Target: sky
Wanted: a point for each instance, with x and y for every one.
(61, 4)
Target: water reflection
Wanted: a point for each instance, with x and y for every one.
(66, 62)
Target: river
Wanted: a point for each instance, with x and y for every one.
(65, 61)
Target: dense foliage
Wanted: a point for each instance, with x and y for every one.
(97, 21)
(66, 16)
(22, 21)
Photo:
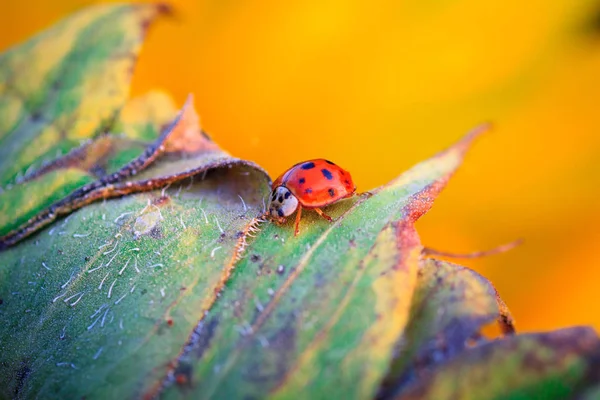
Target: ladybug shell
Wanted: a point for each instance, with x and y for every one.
(317, 183)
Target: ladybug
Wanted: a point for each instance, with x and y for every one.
(309, 184)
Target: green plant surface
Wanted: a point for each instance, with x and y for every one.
(141, 263)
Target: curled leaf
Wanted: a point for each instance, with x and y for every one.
(555, 365)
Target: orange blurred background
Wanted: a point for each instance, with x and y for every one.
(378, 86)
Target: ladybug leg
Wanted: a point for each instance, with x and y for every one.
(298, 216)
(322, 214)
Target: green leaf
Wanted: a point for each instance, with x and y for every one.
(450, 306)
(67, 84)
(298, 307)
(165, 279)
(89, 165)
(555, 365)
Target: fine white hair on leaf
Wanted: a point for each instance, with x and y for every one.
(123, 269)
(205, 216)
(103, 279)
(120, 298)
(164, 189)
(98, 353)
(76, 301)
(104, 318)
(212, 253)
(67, 282)
(77, 235)
(112, 258)
(219, 225)
(98, 310)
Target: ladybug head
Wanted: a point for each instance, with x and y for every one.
(283, 202)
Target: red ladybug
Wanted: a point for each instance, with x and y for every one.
(310, 184)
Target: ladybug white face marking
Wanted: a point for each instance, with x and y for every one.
(283, 202)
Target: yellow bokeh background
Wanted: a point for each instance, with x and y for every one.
(378, 86)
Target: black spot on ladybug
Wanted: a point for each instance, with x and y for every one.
(327, 174)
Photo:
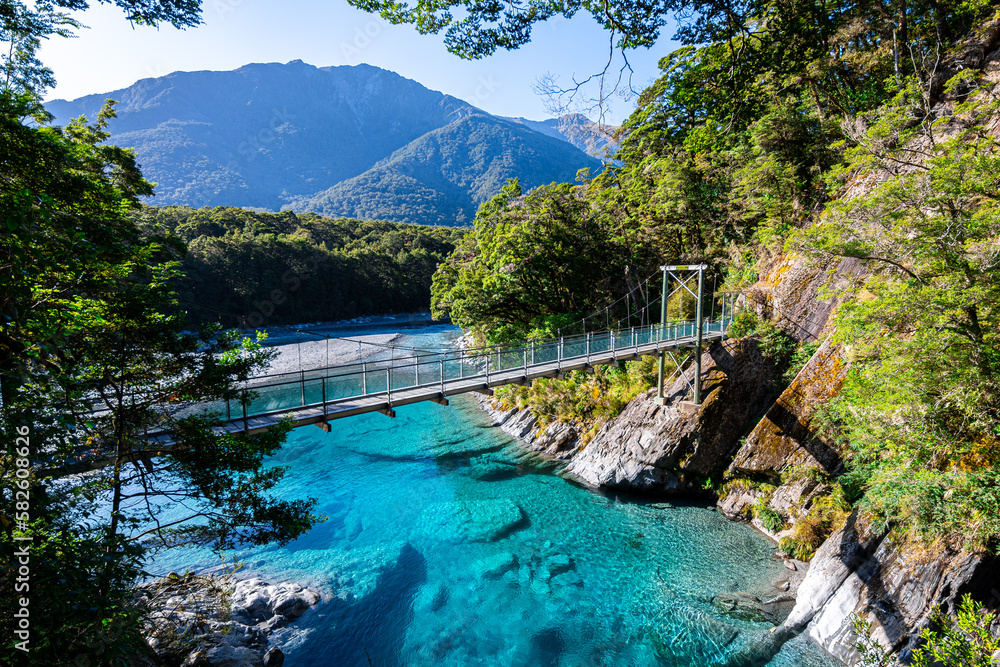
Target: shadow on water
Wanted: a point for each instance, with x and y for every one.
(371, 631)
(544, 650)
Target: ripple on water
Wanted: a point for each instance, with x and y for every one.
(444, 547)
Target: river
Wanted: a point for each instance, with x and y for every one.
(444, 545)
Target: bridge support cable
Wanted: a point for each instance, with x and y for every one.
(683, 273)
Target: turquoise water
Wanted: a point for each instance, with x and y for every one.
(446, 546)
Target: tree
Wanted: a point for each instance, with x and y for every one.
(88, 321)
(921, 407)
(533, 264)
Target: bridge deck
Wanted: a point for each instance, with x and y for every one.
(385, 402)
(457, 372)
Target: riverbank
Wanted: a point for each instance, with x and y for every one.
(219, 620)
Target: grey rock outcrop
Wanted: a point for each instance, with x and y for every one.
(199, 620)
(859, 572)
(666, 448)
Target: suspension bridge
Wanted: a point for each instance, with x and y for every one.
(317, 396)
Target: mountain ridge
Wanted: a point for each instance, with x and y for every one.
(271, 136)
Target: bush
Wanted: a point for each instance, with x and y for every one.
(588, 399)
(769, 518)
(827, 514)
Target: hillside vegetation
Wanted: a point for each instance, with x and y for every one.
(856, 131)
(248, 269)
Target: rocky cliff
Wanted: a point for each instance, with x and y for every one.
(775, 462)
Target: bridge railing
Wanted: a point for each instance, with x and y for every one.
(285, 391)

# The problem
Convert the stretch of items from the line containing "Target: bridge railing" through the end of the items, both ends included, into a numbered list, leaving out any blank lines.

# Response to this task
1. Target: bridge railing
2. Wanted: a point for each instance, with x and y for every one.
3. (285, 391)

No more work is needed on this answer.